» **Exercise requirements**
What you return should be the complete listing, unchanged, with no pictures in it.

» **Excerpted data**
*** Begin section ***
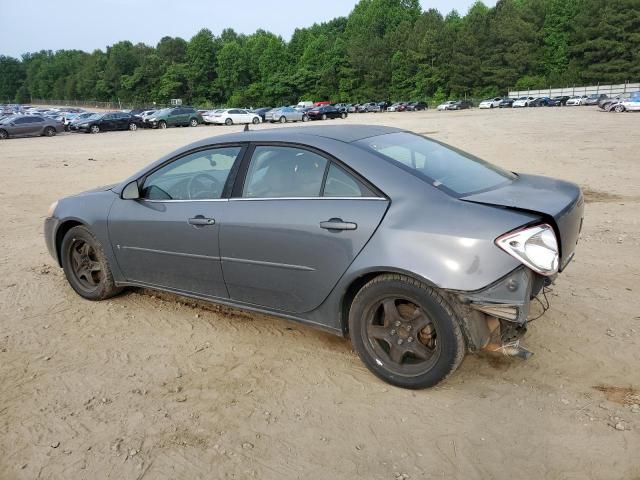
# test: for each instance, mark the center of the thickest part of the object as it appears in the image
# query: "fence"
(93, 104)
(610, 90)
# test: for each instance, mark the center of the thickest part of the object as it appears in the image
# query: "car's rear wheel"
(85, 265)
(405, 332)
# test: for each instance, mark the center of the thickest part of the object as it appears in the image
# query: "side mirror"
(131, 191)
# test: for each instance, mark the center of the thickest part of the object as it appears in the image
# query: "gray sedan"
(286, 114)
(29, 125)
(416, 250)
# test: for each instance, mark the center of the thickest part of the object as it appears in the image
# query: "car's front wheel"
(85, 265)
(405, 332)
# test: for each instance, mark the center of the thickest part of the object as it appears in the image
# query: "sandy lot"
(151, 386)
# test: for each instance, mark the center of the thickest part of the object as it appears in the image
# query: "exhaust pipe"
(512, 349)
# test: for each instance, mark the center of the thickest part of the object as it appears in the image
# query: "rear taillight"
(536, 247)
*** End section ***
» **Response below**
# test: for each instance, mark the center of the thickest part of the object as it appears in the image
# query: "fence"
(93, 104)
(610, 90)
# test: for each instance, mark the center of the thickest part of the object as it appears in the image
# query: "car's rear wheel"
(85, 265)
(405, 332)
# test: for each instance, mark the center of the thickest part of the object as it appears in the image
# query: "side mirror"
(131, 191)
# test: for each instance, mark the center of the thickest part of the object as it appears in the image
# query: "gray sedan"
(286, 114)
(29, 125)
(416, 250)
# test: for each instance, mark the center of the thickest part of the object as it appears in the image
# query: "car's front wheel"
(85, 265)
(405, 332)
# test: for each instance, mark the center of the thickest part of the object as it appears in the image
# query: "sandy lot"
(151, 386)
# test: for each instance, mark the center of the thickest part of the object as it appears in the image
# query: "exhaust pipe"
(512, 349)
# test: for each instance, mark the center of the thickest part of the object as it appears in the image
# query: "rear taillight"
(536, 247)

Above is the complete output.